• **PASSAGE**:
________

Pairing: Bottles of Heineken
Because in Old San Juan, as in much of Puerto Rico, when you’re inside you’re also outside, we began to visit some of our old haunts as they opened up again. At La Taberna Lúpulo, a craft beer bar, we even found something new to love, which felt like a gift from heaven. Leatherback Brewing Company, from nearby St. Croix, made a limited-edition Hefeweizen flavored with acerola, a small, tart cherry that grows around the Caribbean. We downed our pints and got a crowler to go; we bought six-packs of it whenever it was available at a local grocer. It became the official beer of the pandemic, sweet and sour.
Pairing: Crowlers and Cans of Leatherback Brewing Company’s Acerola Cherry Hefe
Though normalcy looked like it would never return, we did take to spending Saturday afternoons at Sube, a small nook on the second floor of the massive bar Mono Stereo. The dry vermouth there was Martini & Rossi brand, my least favorite, and there were no olives to garnish my martinis, but just the sight of my favorite drink sweating in a Nick & Nora glass as I sat on a stool not inside my own apartment felt like some of the most luxurious moments I’d ever had in my life. The world went from black-and-white to Technicolor, and though I knew I would, I wanted to never take any simple pleasure for granted again. It was around this time that I started to say “cheers” in every language I knew.

________

• **GIVEN ENTRIES**:

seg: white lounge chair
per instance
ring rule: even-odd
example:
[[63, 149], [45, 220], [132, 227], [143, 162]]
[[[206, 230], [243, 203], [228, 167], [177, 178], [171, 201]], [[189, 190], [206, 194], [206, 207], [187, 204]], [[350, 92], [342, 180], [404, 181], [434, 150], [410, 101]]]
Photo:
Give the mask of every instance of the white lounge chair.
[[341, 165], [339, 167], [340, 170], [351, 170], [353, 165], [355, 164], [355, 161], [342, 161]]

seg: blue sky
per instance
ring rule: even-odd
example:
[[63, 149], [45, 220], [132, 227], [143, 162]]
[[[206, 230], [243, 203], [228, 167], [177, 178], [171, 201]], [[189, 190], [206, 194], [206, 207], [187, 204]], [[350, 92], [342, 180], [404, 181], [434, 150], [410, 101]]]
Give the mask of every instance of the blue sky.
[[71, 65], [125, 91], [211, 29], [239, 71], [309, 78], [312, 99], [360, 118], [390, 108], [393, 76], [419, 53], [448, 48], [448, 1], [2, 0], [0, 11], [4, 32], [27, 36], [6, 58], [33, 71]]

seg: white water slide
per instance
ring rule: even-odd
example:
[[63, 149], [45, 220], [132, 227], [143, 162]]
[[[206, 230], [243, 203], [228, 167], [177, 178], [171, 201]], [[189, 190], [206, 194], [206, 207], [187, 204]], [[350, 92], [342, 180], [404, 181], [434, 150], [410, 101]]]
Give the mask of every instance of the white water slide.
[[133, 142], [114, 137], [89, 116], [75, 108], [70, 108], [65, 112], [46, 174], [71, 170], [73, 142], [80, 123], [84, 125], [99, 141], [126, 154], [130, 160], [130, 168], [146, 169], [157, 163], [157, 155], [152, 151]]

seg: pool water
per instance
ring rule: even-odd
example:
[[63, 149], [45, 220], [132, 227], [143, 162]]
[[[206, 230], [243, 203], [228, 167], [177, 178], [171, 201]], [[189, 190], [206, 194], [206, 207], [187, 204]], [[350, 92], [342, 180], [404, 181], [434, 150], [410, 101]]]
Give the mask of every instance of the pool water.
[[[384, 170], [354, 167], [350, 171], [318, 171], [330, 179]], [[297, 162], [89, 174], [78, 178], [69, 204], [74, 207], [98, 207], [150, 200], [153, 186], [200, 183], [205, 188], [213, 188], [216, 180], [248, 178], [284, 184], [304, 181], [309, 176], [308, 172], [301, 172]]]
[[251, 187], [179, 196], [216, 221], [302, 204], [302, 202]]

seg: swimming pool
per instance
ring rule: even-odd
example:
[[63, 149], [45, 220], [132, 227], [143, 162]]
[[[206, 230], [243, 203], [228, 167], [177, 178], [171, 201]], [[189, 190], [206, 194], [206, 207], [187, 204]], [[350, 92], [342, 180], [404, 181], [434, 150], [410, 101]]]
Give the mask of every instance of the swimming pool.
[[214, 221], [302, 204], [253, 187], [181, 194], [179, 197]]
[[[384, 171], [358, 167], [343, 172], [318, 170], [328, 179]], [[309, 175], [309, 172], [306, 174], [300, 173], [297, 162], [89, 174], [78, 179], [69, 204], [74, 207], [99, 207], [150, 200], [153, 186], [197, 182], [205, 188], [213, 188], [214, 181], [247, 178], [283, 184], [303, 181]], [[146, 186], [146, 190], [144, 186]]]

________

• **TASK GOAL**: In the passage about drinking in Old San Juan, rewrite the part starting at "Pairing: Crowlers and" and ending at "language I knew.", replacing "Saturday" with "Sunday".

• **REPLY TO THE EXERCISE**:
Pairing: Crowlers and Cans of Leatherback Brewing Company’s Acerola Cherry Hefe
Though normalcy looked like it would never return, we did take to spending Sunday afternoons at Sube, a small nook on the second floor of the massive bar Mono Stereo. The dry vermouth there was Martini & Rossi brand, my least favorite, and there were no olives to garnish my martinis, but just the sight of my favorite drink sweating in a Nick & Nora glass as I sat on a stool not inside my own apartment felt like some of the most luxurious moments I’d ever had in my life. The world went from black-and-white to Technicolor, and though I knew I would, I wanted to never take any simple pleasure for granted again. It was around this time that I started to say “cheers” in every language I knew.